Pekerjaan yang Diminta
[a] Jawablah pertanyaan berikut berdasarkan teks tentang investasi Telkomsel di GOTO:
(i) Berapa nilai investasi Telkomsel di GOTO dalam dolar AS?
(ii) Berapa harga per lembar saham GOTO saat dibeli oleh Telkomsel?
(iii) Dari laman mana pernyataan Syarief dikutip?
[b] Tentukan apakah setiap pernyataan ini sesuai dengan teks tentang investasi Telkomsel di GOTO. Jawab ya atau tidak, lalu kutip kata-kata dari teks yang menjadi dasarnya.
(i) Harga saham GOTO sudah turun lebih dari 50% sejak IPO.
(ii) Telkomsel adalah anak perusahaan BUMN Telkom.
(iii) Syarief Hasan adalah Wakil Ketua MPR dari Fraksi Partai Golkar.

━━━━━ Teks yang Diberikan ━━━━━

Wakil Ketua MPR RI dari Fraksi Partai Demokrat, Syarief Hasan mempertanyakan adanya investasi PT. Telkomsel di GOTO (Perusahaan merger Gojek dan Tokopedia) yang mencapai USD 370 juta atau setara Rp5 Triliun. Pasalnya, harga saham GOTO kini anjlok 50% lebih sejak IPO, hingga ke angka Rp194/lembar.
Anjloknya harga saham GOTO ini menunjukkan kemungkinan tidak adanya perhitungan yang matang atau risk management yang baik dalam investasi yang dilakukan PT. Telkomsel yang merupakan anak perusahaan BUMN Telkom. Harga saham GOTO turun hingga 26,9% dari harga pembelian yang dilakukan oleh PT. Telkomsel sebesar Rp265,5/lembar.
Syarief Hasan menilai, investasi yang dilakukan oleh PT. Telkomsel sangat merugikan dan karena termasuk uang rakyat, maka penegak hukum harus mendalami kasus besar ini.
“Telkomsel yang telah menyuntik GOTO hingga Rp5 Triliun adalah uang Rakyat,” ungkap Syarief, sebagaimana dilansir dari laman mpr.go.id, Rabu (18/05/2022).
Anggota Majelis Tinggi Partai Demokrat ini mempertanyakan potensi konflik kepentingan dalam investasi tersebut. “Kita melihat juga adanya potensi konflik kepentingan di dalam persoalan ini. Bagaimana tidak, pemilik saham besar GOTO adalah lingkaran keluarga dari beberapa nama pejabat pemerintahan di negeri ini, sehingga banyak masyarakat yang bertanya-tanya,” ungkapnya lagi.

━━━━━ Data Tercatat ━━━━━

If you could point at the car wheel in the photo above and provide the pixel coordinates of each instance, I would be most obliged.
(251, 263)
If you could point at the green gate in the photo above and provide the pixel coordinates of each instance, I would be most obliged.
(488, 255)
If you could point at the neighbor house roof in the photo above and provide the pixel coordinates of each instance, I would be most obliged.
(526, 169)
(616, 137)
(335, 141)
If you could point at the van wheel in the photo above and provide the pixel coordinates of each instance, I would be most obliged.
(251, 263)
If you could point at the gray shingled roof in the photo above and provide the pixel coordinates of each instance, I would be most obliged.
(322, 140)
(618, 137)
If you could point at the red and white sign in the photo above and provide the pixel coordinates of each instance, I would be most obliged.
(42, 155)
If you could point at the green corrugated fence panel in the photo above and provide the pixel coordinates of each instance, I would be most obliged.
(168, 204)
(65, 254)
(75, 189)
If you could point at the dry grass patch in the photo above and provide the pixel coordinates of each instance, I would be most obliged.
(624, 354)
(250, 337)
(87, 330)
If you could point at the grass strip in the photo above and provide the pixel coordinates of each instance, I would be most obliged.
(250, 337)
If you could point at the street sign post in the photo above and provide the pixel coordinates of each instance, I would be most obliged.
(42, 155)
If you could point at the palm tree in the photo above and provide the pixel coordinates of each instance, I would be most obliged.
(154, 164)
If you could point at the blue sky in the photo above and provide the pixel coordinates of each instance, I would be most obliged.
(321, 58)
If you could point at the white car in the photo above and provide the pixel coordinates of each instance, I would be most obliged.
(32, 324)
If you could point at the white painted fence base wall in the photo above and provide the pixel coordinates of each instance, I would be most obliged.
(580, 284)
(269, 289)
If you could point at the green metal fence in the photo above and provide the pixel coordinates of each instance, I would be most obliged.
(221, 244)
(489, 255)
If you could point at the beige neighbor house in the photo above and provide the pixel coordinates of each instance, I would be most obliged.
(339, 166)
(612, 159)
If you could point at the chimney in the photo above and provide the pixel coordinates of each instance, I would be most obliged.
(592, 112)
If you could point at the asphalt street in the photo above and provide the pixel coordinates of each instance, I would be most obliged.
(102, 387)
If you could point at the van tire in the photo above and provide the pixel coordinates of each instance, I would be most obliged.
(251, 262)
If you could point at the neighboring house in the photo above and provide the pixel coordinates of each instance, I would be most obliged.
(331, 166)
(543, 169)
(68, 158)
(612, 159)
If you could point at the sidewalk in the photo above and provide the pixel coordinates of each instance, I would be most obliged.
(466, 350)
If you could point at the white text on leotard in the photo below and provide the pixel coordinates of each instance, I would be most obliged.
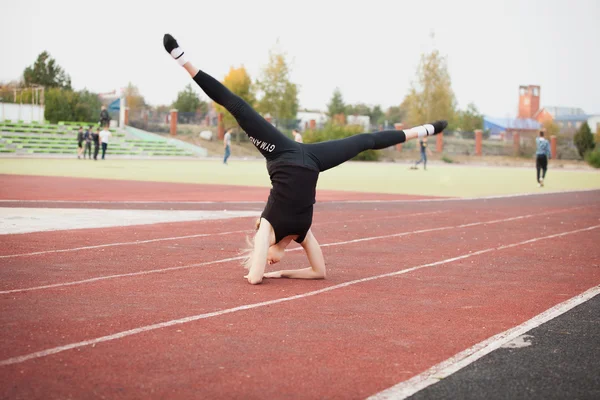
(262, 145)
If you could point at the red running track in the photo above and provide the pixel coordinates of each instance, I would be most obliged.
(30, 187)
(349, 342)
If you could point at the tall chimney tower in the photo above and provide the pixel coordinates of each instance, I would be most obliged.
(529, 101)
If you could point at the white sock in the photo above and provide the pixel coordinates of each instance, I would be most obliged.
(179, 55)
(422, 130)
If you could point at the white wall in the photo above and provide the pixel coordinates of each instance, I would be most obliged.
(594, 123)
(362, 120)
(305, 117)
(21, 112)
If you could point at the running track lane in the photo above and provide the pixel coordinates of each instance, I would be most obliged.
(31, 187)
(140, 299)
(460, 235)
(346, 343)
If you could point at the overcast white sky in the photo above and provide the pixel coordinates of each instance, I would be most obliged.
(369, 49)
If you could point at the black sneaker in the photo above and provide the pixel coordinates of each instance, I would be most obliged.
(439, 126)
(170, 43)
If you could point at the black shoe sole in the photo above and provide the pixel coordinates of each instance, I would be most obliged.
(170, 43)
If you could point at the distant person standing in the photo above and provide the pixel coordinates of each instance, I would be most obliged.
(424, 150)
(297, 136)
(104, 136)
(87, 137)
(542, 155)
(104, 117)
(79, 142)
(227, 145)
(96, 141)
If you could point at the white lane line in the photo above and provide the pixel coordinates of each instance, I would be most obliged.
(22, 220)
(35, 253)
(464, 358)
(135, 331)
(366, 239)
(501, 196)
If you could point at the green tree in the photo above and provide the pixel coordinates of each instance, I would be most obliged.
(238, 81)
(470, 119)
(584, 140)
(188, 100)
(377, 115)
(431, 97)
(357, 109)
(395, 114)
(86, 106)
(336, 105)
(279, 95)
(46, 72)
(58, 105)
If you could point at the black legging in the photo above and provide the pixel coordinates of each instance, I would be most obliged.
(273, 144)
(541, 164)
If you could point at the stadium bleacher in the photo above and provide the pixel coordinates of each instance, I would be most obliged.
(46, 138)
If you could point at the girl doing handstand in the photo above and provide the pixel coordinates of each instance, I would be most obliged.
(293, 169)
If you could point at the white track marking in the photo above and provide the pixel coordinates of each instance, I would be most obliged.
(27, 220)
(367, 239)
(472, 354)
(135, 331)
(35, 253)
(501, 196)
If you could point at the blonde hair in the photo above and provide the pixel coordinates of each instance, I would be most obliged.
(248, 251)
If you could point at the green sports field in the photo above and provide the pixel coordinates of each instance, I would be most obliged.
(438, 180)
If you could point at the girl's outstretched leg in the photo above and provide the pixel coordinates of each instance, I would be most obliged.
(334, 152)
(267, 139)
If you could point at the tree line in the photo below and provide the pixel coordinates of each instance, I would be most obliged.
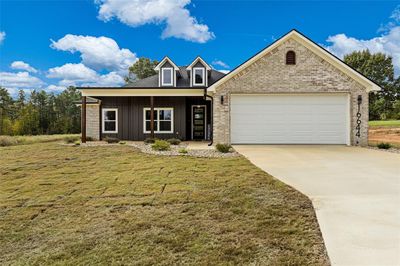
(48, 113)
(40, 113)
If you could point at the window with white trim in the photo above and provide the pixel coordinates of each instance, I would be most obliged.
(167, 78)
(110, 120)
(163, 120)
(198, 76)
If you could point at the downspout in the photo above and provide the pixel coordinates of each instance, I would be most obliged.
(211, 117)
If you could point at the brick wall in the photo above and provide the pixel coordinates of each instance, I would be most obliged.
(270, 74)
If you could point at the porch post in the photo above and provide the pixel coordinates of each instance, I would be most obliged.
(152, 117)
(83, 120)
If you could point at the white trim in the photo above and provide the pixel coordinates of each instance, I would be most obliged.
(207, 66)
(103, 110)
(203, 70)
(205, 119)
(165, 59)
(166, 91)
(370, 86)
(162, 76)
(157, 119)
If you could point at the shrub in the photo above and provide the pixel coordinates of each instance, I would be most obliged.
(110, 140)
(183, 151)
(161, 145)
(149, 140)
(384, 145)
(174, 141)
(223, 147)
(7, 141)
(71, 139)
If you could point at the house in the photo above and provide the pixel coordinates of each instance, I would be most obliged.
(291, 92)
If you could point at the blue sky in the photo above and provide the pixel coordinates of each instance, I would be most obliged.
(53, 44)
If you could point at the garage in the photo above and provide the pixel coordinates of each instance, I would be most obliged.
(290, 119)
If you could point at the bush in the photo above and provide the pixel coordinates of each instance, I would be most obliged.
(161, 145)
(222, 147)
(183, 151)
(384, 145)
(149, 140)
(7, 141)
(110, 140)
(71, 139)
(174, 141)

━━━━━

Daftar Jawaban
[a]
(i) USD 370 juta, setara Rp5 triliun.
(ii) Rp265,5 per lembar.
(iii) Dari laman mpr.go.id.

[b]
(i) Ya: "harga saham GOTO kini anjlok 50% lebih sejak IPO"
(ii) Ya: "PT. Telkomsel yang merupakan anak perusahaan BUMN Telkom"
(iii) Tidak: "Wakil Ketua MPR RI dari Fraksi Partai Demokrat"